# EXERCISE INPUTS:

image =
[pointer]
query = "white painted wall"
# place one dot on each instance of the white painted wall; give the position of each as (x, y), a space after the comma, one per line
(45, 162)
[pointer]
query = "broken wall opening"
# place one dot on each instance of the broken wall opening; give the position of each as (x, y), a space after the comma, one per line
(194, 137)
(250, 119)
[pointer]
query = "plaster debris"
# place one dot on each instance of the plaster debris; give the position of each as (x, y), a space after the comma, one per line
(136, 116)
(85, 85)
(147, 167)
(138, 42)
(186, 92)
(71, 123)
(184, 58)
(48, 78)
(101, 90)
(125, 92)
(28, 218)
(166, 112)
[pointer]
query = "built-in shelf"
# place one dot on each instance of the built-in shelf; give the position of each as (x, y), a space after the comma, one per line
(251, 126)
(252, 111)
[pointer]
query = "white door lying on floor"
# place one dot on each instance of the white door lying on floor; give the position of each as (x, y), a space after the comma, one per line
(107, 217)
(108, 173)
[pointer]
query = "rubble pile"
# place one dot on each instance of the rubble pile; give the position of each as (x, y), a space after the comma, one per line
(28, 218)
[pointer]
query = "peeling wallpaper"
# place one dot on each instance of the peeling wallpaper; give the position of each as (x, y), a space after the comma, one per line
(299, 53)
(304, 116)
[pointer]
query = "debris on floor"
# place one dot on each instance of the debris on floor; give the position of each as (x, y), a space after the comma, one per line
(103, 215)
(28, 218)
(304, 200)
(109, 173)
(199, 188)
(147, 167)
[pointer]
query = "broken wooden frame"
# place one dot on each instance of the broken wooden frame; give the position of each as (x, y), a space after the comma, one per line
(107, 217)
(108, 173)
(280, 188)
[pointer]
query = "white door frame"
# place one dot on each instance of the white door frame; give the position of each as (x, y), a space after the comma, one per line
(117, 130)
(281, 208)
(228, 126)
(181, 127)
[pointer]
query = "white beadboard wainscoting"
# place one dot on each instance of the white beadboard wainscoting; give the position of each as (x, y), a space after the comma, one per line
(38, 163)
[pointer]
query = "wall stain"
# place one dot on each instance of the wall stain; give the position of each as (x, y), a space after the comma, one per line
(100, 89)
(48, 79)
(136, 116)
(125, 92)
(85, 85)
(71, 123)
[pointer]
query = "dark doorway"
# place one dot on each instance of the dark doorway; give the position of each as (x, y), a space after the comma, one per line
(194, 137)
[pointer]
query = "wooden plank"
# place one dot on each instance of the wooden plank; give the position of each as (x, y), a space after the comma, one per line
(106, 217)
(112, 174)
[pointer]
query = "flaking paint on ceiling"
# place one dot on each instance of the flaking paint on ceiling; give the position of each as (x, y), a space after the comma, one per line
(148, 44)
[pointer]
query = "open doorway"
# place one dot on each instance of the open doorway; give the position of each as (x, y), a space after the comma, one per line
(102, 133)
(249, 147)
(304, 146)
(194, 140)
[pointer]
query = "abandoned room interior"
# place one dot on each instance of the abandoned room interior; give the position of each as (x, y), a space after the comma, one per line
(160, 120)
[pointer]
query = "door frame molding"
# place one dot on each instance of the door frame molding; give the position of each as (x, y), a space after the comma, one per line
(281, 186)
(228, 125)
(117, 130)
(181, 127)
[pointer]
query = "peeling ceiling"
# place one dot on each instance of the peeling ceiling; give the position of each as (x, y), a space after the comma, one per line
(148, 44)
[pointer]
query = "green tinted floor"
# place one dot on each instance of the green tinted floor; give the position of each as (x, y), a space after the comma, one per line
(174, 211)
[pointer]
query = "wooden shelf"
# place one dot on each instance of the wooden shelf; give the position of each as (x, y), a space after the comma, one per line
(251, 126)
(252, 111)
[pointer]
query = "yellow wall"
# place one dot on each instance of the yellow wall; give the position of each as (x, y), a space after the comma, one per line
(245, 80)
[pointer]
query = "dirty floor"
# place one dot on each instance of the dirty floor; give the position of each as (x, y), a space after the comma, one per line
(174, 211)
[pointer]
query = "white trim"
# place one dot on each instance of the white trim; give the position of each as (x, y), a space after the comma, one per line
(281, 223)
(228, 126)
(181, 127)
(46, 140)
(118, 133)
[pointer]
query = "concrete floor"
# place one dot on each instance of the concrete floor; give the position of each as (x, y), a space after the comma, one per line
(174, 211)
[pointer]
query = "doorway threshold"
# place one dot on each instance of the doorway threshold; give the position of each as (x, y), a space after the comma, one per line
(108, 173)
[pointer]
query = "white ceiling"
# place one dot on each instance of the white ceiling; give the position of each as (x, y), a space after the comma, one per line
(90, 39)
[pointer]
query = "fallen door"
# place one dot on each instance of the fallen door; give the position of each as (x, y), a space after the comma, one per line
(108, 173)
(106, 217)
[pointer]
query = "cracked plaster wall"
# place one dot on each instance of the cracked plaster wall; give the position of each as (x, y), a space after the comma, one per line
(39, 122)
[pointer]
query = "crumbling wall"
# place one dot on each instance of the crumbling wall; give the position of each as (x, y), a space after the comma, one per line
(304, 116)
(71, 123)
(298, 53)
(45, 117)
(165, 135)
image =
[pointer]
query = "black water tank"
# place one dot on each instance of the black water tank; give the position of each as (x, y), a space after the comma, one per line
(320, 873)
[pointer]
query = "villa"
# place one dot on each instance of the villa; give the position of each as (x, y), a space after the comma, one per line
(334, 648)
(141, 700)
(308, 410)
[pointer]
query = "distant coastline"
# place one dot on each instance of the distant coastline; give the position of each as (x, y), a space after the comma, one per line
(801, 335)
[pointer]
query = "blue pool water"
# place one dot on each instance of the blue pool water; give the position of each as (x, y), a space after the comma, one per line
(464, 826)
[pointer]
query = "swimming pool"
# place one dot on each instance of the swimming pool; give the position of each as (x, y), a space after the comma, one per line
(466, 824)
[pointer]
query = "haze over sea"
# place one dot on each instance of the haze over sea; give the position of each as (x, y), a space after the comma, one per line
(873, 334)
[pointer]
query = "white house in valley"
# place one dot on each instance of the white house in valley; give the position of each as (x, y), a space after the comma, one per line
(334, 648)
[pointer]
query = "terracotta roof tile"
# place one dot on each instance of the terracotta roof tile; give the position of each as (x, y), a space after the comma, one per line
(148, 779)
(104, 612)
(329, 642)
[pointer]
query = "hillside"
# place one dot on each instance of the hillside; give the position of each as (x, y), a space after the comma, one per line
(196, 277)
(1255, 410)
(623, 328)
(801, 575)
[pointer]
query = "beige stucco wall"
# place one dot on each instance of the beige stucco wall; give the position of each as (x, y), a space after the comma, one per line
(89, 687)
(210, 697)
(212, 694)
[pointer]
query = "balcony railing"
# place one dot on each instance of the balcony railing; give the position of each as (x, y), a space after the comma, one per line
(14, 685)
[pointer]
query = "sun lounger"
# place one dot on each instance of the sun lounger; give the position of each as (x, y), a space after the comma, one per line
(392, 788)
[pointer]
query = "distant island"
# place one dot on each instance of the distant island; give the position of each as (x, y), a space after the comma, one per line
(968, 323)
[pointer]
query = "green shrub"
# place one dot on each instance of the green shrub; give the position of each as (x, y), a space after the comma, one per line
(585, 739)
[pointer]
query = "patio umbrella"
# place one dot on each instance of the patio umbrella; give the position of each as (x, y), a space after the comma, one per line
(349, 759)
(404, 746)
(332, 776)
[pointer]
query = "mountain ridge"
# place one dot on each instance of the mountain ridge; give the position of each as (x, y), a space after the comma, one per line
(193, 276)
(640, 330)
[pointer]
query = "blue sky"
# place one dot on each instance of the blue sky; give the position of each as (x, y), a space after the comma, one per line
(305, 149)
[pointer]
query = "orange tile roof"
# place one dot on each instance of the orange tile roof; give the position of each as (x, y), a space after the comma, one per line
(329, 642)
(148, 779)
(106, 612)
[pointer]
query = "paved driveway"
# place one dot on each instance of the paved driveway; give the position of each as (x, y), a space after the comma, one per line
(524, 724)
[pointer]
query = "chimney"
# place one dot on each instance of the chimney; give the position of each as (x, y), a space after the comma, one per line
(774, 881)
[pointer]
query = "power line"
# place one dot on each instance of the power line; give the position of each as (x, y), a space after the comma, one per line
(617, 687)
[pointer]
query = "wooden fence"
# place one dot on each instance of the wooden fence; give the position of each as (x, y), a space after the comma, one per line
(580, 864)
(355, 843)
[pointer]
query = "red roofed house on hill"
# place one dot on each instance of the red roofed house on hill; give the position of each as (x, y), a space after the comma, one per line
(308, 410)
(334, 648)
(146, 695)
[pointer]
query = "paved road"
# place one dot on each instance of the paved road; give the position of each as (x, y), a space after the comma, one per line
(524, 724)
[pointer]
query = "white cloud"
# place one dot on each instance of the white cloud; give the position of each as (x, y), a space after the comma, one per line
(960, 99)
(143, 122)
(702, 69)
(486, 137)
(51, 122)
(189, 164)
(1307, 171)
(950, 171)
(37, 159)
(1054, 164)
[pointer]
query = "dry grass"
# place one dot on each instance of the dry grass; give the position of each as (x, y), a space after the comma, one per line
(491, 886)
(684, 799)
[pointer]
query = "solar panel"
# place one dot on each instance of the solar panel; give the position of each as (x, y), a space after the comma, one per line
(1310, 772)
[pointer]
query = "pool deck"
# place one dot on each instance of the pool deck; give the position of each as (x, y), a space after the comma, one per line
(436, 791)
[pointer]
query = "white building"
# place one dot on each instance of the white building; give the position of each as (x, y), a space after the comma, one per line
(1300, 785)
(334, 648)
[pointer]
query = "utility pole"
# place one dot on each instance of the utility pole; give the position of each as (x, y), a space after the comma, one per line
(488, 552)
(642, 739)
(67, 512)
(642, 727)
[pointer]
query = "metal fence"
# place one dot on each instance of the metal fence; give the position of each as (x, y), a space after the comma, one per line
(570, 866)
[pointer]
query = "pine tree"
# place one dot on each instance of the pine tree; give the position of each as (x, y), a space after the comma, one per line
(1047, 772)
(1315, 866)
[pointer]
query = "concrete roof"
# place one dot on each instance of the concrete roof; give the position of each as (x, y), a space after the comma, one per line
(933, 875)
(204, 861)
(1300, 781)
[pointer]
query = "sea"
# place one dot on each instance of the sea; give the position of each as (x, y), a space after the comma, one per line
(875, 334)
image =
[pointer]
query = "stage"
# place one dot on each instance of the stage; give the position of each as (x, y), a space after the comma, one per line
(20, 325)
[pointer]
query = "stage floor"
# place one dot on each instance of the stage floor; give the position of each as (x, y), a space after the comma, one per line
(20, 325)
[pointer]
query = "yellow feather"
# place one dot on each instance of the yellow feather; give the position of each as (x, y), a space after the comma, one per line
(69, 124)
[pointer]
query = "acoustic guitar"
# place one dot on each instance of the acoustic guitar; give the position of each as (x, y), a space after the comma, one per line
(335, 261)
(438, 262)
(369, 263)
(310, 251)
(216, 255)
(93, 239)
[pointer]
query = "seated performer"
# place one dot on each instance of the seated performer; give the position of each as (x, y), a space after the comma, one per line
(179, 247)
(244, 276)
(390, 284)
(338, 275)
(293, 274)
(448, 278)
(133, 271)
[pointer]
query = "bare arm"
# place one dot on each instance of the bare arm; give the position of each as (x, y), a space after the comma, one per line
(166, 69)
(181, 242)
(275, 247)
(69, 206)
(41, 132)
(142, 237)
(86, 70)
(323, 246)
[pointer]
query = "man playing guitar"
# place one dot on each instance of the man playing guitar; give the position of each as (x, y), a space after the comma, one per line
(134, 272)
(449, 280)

# ASSIGNMENT:
Extract exactly the lines between the line containing "# place one dot on each instance of the utility" and the end of the data, including both.

# SOLVED EXERCISE:
# place one dot on each instance of the utility pole; give the position of each as (x, y), a space after the comma, one per line
(488, 552)
(642, 739)
(67, 512)
(642, 727)
[pointer]
query = "metal fence"
# place one dot on each instance of the metal fence; give the position of each as (x, y), a space after the comma, one per line
(570, 866)
[pointer]
query = "pine tree"
# place one dot on each instance of the pine tree; give the position of each as (x, y), a space after the comma, one per line
(1047, 772)
(1315, 866)
[pointer]
query = "concrete roof"
# place one dot on each instance of the concrete roof; give the position of each as (x, y), a space after the comma, one per line
(933, 875)
(204, 861)
(1300, 781)
[pointer]
query = "sea"
# place one dot on each instance of the sea; give the position of each as (x, y), a space after the comma, one per line
(875, 334)
image =
[pointer]
query = "stage"
# place one dot on each instance of the stage; give the position of each as (x, y), a space after the comma, one per line
(20, 325)
[pointer]
query = "stage floor"
# place one dot on each instance of the stage floor; give the position of each as (x, y), a space after the comma, one per line
(20, 325)
[pointer]
query = "yellow feather"
# place one dot on each instance of the yellow feather; give the position of each as (x, y), a space after the comma, one per line
(69, 124)
[pointer]
query = "acoustic guitar"
# place one dot on each instance of the acoustic guitar; give the position of each as (x, y), a space after the comma, one per line
(335, 261)
(438, 262)
(369, 263)
(310, 251)
(216, 255)
(93, 239)
[pointer]
query = "seated performer"
# place one dot on each instance of the seated performer; give the position of each as (x, y), a space after the comma, one per line
(179, 247)
(244, 276)
(390, 284)
(338, 275)
(293, 274)
(448, 278)
(133, 271)
[pointer]
query = "bare arm"
# place one dot on each instance of the bare arm; give the position of each as (x, y), a space after the comma, one per line
(166, 69)
(181, 242)
(275, 247)
(69, 206)
(41, 132)
(142, 237)
(86, 70)
(323, 246)
[pointer]
query = "man playing guitar"
# place one dot on each instance of the man playing guitar; give the position of each as (x, y), a space after the comma, one per line
(134, 272)
(449, 280)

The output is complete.